WHAT YOU NEED TO DO: Convert the rows from their first line through the line containing "[[503, 676]]", both ends included, into a Markdown table with the columns Number and Line, numbering each line and skipping any blank ones. Leave the pictures out of the table.

DATASET ROWS:
* START *
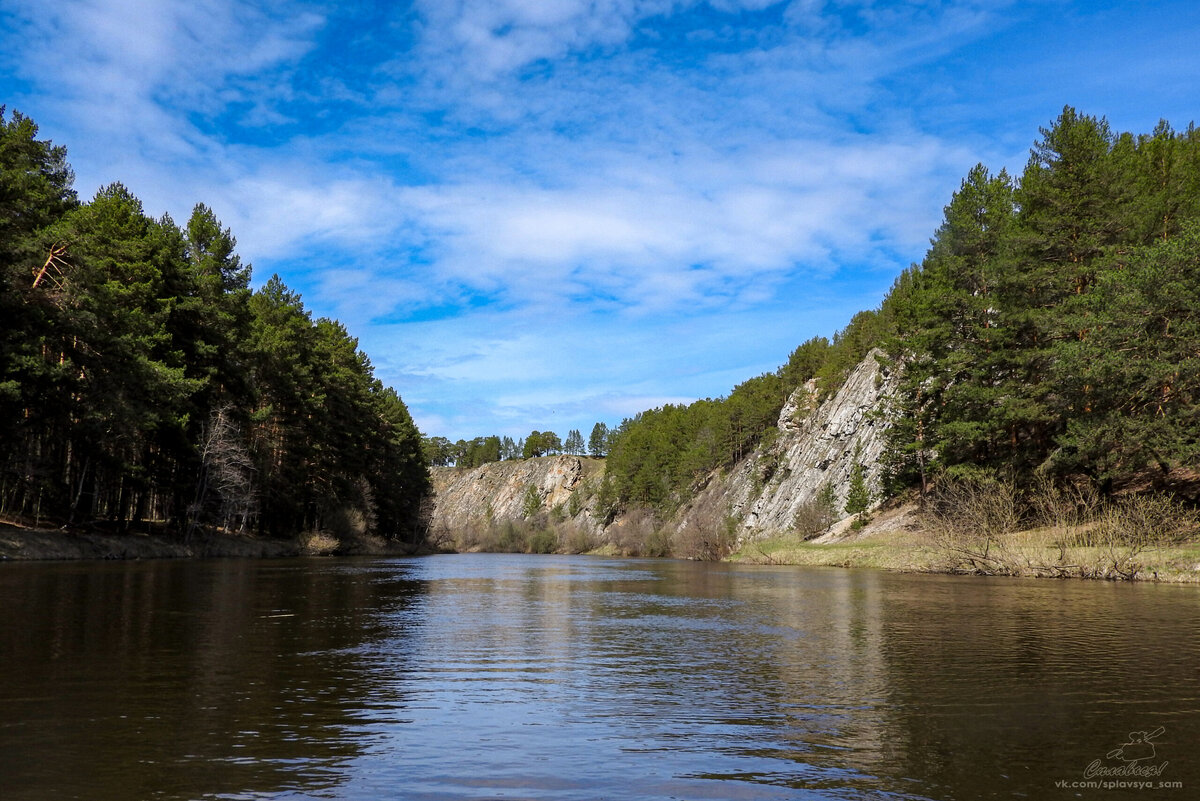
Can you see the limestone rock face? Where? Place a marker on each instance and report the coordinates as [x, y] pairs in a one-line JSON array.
[[497, 492], [816, 446]]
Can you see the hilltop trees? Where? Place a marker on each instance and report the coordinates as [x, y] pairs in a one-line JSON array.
[[1050, 325], [141, 380]]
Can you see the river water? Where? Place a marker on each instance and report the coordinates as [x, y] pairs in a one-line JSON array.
[[508, 676]]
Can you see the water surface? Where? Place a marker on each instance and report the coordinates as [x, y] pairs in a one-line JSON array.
[[503, 676]]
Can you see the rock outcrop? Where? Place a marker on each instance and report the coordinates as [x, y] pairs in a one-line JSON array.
[[817, 445], [497, 492]]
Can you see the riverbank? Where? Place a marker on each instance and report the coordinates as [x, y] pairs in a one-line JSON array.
[[21, 543], [897, 541]]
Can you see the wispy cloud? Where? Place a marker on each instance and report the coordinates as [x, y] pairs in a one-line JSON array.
[[571, 209]]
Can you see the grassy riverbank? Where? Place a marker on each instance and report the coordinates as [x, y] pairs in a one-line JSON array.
[[897, 541]]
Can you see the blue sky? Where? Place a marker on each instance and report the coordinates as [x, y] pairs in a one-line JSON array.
[[544, 214]]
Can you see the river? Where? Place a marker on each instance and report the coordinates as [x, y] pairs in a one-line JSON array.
[[509, 676]]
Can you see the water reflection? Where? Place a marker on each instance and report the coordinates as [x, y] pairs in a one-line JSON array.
[[179, 680], [575, 678]]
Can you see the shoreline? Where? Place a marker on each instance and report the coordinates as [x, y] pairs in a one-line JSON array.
[[895, 541], [22, 543]]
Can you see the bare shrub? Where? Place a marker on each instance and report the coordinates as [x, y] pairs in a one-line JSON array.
[[318, 543], [815, 517], [577, 540], [705, 543], [969, 516], [637, 535], [1067, 510]]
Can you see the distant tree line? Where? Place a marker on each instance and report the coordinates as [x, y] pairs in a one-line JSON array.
[[441, 451], [1053, 326], [143, 381]]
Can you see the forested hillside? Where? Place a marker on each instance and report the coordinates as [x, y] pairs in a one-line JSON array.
[[1053, 329], [142, 381]]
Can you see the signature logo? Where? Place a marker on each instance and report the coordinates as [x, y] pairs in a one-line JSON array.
[[1138, 748]]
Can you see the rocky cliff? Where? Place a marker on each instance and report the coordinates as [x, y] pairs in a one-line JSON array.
[[816, 446], [498, 492]]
* END *
ANSWER TO THIS TASK:
| Number | Line |
|---|---|
| 1 | Can you see the limestone rock face? Where? Place a marker on each instance and report the coordinates as [x, y] pairs in a one-line JSON array. |
| 2 | [[497, 492], [816, 446]] |
| 3 | Can you see the hilltop trees? Where? Place a marker on each instance and report the coordinates as [x, y] pairs in a one-line JSON array. |
| 4 | [[1050, 325], [141, 380]] |
| 5 | Can you see the river water? Where? Place a marker on each instance and report the coordinates as [x, y] pairs in a one-line JSON array. |
| 6 | [[508, 676]] |
| 7 | Can you see the water surface? Where? Place a marker on each instance and report the coordinates as [x, y] pairs in a one-line JSON array. |
| 8 | [[503, 676]] |